● **Requirement**
Transcribe every entry precisely, omitting nothing.

---*---

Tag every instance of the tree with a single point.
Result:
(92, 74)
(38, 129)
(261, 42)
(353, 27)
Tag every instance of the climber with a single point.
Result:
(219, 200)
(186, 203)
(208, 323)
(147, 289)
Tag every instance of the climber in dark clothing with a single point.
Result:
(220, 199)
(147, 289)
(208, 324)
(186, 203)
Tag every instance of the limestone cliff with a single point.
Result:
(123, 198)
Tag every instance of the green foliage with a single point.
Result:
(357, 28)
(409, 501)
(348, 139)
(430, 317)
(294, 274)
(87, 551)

---*---

● **The completed task**
Tag every instance of the tree with a single point.
Result:
(92, 74)
(38, 129)
(261, 42)
(353, 27)
Tag every instance of the climber with a single point.
Result:
(219, 200)
(186, 203)
(208, 323)
(147, 289)
Tag every instance of the climber in dark clothing with a single point.
Result:
(220, 199)
(147, 289)
(208, 324)
(186, 203)
Tag every instance of the limestone cliff with a single point.
Result:
(123, 198)
Tag every instance of the green foliage with a single point.
Result:
(357, 28)
(409, 501)
(348, 139)
(430, 317)
(294, 274)
(87, 551)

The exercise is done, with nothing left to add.